Exercise
Rewrite the entries below, substituting "Return" for each "Provide" and leaving all other text unchanged.

Data for processing

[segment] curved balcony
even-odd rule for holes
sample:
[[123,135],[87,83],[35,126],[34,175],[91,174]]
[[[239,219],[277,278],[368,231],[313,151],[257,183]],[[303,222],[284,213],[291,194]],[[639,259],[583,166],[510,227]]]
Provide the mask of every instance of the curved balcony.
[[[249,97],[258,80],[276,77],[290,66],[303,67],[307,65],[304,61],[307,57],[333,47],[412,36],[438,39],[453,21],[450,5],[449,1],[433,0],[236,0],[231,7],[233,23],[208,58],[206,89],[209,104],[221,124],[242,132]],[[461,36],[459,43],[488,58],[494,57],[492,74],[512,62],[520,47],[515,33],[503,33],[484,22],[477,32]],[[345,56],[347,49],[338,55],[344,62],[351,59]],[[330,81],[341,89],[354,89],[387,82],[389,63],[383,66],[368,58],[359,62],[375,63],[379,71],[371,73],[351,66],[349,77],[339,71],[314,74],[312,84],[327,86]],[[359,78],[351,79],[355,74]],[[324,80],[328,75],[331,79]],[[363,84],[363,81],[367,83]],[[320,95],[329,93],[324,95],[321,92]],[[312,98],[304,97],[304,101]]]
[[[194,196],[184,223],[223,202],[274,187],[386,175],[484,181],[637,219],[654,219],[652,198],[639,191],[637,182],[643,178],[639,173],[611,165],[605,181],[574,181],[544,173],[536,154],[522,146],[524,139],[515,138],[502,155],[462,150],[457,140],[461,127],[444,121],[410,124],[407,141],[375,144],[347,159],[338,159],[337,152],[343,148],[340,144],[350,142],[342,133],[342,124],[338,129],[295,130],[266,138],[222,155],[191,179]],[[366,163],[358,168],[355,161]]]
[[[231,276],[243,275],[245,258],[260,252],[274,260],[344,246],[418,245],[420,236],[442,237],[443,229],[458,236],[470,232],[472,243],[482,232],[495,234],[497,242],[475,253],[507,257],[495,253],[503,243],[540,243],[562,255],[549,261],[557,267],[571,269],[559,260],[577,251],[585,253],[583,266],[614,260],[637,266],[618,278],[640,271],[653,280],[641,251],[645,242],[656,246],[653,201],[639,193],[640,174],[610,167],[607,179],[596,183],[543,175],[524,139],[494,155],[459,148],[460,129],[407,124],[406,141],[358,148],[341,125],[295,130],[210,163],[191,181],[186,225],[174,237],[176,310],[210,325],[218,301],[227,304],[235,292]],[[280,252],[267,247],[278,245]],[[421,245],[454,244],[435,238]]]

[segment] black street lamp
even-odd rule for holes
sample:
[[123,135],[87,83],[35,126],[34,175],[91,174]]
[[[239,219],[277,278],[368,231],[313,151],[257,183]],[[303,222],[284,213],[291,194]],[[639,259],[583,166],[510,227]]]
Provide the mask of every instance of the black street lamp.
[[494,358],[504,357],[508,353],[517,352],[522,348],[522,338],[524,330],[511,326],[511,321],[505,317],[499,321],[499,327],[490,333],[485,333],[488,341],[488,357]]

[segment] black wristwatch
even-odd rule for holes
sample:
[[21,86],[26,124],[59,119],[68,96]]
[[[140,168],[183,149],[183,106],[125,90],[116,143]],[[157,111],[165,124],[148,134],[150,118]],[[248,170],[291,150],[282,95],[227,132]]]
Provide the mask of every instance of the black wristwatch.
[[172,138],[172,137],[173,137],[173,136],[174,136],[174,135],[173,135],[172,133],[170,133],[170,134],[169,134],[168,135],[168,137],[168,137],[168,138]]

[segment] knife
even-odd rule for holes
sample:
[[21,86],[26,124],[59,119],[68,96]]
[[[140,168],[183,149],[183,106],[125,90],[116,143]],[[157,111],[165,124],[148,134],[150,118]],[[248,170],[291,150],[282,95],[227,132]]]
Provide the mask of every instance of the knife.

Response to this exercise
[segment] curved balcony
even-odd rule for holes
sample:
[[123,135],[87,83],[35,126],[34,175],[91,174]]
[[[239,219],[277,278],[368,231],[313,151],[257,183]],[[303,222],[284,213],[291,194]],[[639,259],[583,166],[510,227]]]
Return the mask of every instance of the curved balcony.
[[[249,97],[258,80],[276,77],[290,66],[303,67],[307,65],[304,61],[307,57],[333,47],[412,36],[438,39],[453,21],[450,5],[449,1],[433,0],[236,0],[231,7],[233,23],[208,58],[206,89],[209,104],[221,124],[242,132]],[[461,36],[459,43],[488,58],[494,57],[492,74],[512,62],[520,47],[515,33],[503,33],[484,22],[477,32]],[[345,56],[347,49],[338,55],[344,62],[351,59]],[[330,81],[341,89],[354,89],[387,82],[389,63],[383,66],[368,58],[359,62],[375,63],[379,71],[371,73],[351,66],[349,77],[339,71],[314,74],[312,84],[327,86]],[[359,78],[351,79],[355,74]],[[324,80],[328,75],[331,79]],[[363,84],[363,81],[367,83]],[[320,95],[329,93],[324,95],[321,92]],[[312,98],[304,97],[304,101]]]
[[[194,196],[184,223],[223,202],[274,187],[386,175],[484,181],[637,219],[654,219],[652,198],[639,191],[637,182],[643,178],[639,173],[611,165],[605,181],[574,181],[544,173],[536,154],[522,146],[524,139],[515,138],[502,155],[462,150],[457,140],[461,127],[444,121],[410,124],[407,141],[375,144],[347,159],[338,159],[337,152],[343,148],[340,144],[350,142],[342,133],[342,124],[338,129],[295,130],[266,138],[222,155],[191,179]],[[366,163],[358,168],[355,161]]]
[[[231,276],[243,275],[245,258],[260,252],[274,260],[344,246],[418,245],[420,236],[442,237],[443,229],[458,236],[470,232],[472,243],[482,232],[495,234],[497,242],[475,253],[507,257],[495,253],[503,243],[540,243],[562,255],[549,261],[557,267],[571,269],[559,260],[577,251],[585,253],[583,266],[614,260],[637,266],[618,278],[640,271],[653,280],[641,251],[645,242],[656,246],[653,201],[639,193],[640,174],[610,167],[607,179],[596,183],[543,175],[524,139],[494,155],[459,148],[460,129],[407,124],[406,141],[358,148],[341,125],[295,130],[210,163],[191,181],[186,225],[174,237],[176,310],[210,325],[218,301],[227,304],[235,292]],[[280,252],[267,247],[278,245]],[[421,245],[454,244],[435,238]]]

[segment] black street lamp
even-odd rule for holes
sample:
[[123,135],[87,83],[35,126],[34,175],[91,174]]
[[[239,219],[277,278],[368,231],[313,151],[257,183]],[[303,222],[284,213],[291,194]],[[639,259],[583,166],[510,227]]]
Return the mask of every instance of the black street lamp.
[[494,358],[504,357],[508,353],[517,352],[522,348],[522,338],[524,330],[511,326],[511,321],[505,317],[499,321],[499,327],[490,333],[485,333],[488,341],[488,357]]

[segment] black wristwatch
even-odd rule for holes
sample:
[[21,86],[26,124],[59,119],[68,96]]
[[[140,168],[183,149],[183,106],[125,90],[116,143]],[[157,111],[165,124],[148,134],[150,118]],[[248,170],[291,150],[282,95],[227,132]]]
Return the mask of every instance of the black wristwatch.
[[172,138],[172,137],[173,137],[173,136],[174,136],[174,135],[173,135],[172,133],[170,133],[170,134],[169,134],[168,135],[168,137],[168,137],[168,138]]

[segment] knife
even-odd rule for holes
sample:
[[21,86],[26,124],[59,119],[68,96]]
[[[140,168],[183,149],[183,106],[125,90],[116,143]],[[157,111],[165,124],[148,134],[150,118]],[[248,170],[291,150],[282,95],[227,132]]]
Return the mask of every instance of the knife.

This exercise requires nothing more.